WHAT IS NEEDED: Revise the material below so that every "point" becomes "coordinate", with no other changes.

INFORMATION GIVEN:
----------------------------------------

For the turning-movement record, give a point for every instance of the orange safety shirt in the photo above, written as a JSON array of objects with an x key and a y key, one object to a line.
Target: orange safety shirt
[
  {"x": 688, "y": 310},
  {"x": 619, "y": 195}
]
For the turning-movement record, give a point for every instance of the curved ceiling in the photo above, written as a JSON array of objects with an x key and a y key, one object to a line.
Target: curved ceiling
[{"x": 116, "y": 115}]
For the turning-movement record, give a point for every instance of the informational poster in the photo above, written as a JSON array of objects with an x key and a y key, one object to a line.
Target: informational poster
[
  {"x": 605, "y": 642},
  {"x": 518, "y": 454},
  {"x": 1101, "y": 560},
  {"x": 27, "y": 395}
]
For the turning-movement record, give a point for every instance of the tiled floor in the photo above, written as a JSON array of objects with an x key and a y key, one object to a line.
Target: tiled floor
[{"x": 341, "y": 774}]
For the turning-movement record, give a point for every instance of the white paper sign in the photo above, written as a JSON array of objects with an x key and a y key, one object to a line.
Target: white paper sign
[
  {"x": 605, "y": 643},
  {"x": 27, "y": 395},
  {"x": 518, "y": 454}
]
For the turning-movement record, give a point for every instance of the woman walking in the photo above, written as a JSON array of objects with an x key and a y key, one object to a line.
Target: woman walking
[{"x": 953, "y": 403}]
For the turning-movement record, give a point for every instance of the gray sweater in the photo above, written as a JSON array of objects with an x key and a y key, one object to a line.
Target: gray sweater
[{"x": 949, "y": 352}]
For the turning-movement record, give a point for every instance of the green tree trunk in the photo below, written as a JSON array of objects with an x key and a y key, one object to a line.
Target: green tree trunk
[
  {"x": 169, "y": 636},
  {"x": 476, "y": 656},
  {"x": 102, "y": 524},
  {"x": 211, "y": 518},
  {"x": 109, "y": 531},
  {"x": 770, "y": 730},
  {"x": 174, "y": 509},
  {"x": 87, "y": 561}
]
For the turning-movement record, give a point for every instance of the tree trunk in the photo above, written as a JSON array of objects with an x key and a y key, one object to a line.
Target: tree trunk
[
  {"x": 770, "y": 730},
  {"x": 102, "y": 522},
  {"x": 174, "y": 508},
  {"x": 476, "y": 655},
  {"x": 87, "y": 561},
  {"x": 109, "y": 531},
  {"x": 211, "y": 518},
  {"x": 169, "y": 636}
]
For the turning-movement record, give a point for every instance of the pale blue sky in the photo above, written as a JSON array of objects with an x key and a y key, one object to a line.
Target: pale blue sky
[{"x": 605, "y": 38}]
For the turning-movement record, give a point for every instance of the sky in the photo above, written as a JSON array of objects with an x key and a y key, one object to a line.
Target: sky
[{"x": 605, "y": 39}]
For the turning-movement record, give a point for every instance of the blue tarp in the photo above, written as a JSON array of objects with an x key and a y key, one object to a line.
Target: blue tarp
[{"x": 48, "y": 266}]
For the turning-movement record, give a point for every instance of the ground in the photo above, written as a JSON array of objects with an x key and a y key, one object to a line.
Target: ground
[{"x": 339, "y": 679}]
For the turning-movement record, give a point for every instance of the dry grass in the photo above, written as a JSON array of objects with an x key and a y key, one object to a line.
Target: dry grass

----------------------------------------

EXERCISE RESPONSE:
For the turning-movement record, give a coordinate for every instance of the orange safety shirt in the photo above, written as a JSON array of objects with an x key and a y key, one object to a line.
Target: orange safety shirt
[
  {"x": 688, "y": 310},
  {"x": 619, "y": 195}
]
For the turning-movement record, give a coordinate for every instance of the curved ceiling in the photo above, written as a JSON array of objects with an x key and a y key, one object to a line.
Target: curved ceiling
[{"x": 116, "y": 115}]
For the turning-movement record, give a coordinate for every instance of the informational poster in the photo above, written as a JSON array of objects with an x key and a y key, one object to a line.
Target: informational poster
[
  {"x": 605, "y": 642},
  {"x": 518, "y": 454},
  {"x": 1101, "y": 560},
  {"x": 27, "y": 395}
]
For the turning-movement record, give a coordinate for every instance of the tiled floor in the photo above, written as a JSON array of objects with an x key and a y key, one object to a line.
Target: tiled floor
[{"x": 341, "y": 774}]
For the turning-movement record, give a coordinate for every instance of the white paper sign in the photo above, written as a JSON array of objects with an x key and a y key, one object to a line.
Target: white paper sign
[
  {"x": 605, "y": 643},
  {"x": 27, "y": 395},
  {"x": 518, "y": 454}
]
For the turning-movement record, give a coordinate for every instance of the woman walking in the photo above, written as a JSON array of objects with an x key and a y key, one object to a line.
Target: woman walking
[{"x": 953, "y": 403}]
For the turning-movement record, give a coordinate for every instance of the gray sweater in the photo above, written as a JSON array of objects with an x key and a y key, one object to a line.
Target: gray sweater
[{"x": 949, "y": 352}]
For the turning-movement record, give a coordinate for every instance of the green tree trunk in the photo below, written as a JSON array of objects with an x key and a y key, one object to a line.
Target: green tree trunk
[
  {"x": 169, "y": 636},
  {"x": 476, "y": 656},
  {"x": 102, "y": 524},
  {"x": 211, "y": 518},
  {"x": 109, "y": 531},
  {"x": 770, "y": 730},
  {"x": 174, "y": 509},
  {"x": 87, "y": 561}
]
For the turning-movement record, give a coordinate for every instance of the tree trunk in the photo above, written as a JSON array of objects with an x key and a y key, one object to a line.
Target: tree trunk
[
  {"x": 770, "y": 730},
  {"x": 102, "y": 522},
  {"x": 174, "y": 508},
  {"x": 476, "y": 655},
  {"x": 87, "y": 561},
  {"x": 109, "y": 531},
  {"x": 211, "y": 518},
  {"x": 169, "y": 636}
]
For the turning-movement record, give a coordinate for every instance of the pale blue sky in the photo above, written as a JSON array of objects with an x key and a y key, one object to a line.
Target: pale blue sky
[{"x": 605, "y": 38}]
For the turning-movement record, give a coordinate for every instance of the sky in the photo above, written as a JSON array of objects with an x key and a y key, one object to a line.
Target: sky
[{"x": 605, "y": 39}]
For the turning-movement record, give a coordinate for every instance of the blue tarp in the photo above, written as a JSON array of objects with an x key and a y key, one object to a line.
Target: blue tarp
[{"x": 48, "y": 266}]
For the turning-movement record, give a coordinate for every instance of the ground in the photo above, written as a JSON array of objects with an x key and a y key, one object to a line.
Target: ground
[{"x": 339, "y": 679}]
For the turning-movement record, give a coordinate for every instance of the dry grass in the photo above, written as a JSON array of objects with an x key and a y key, one object to a line.
Target: dry grass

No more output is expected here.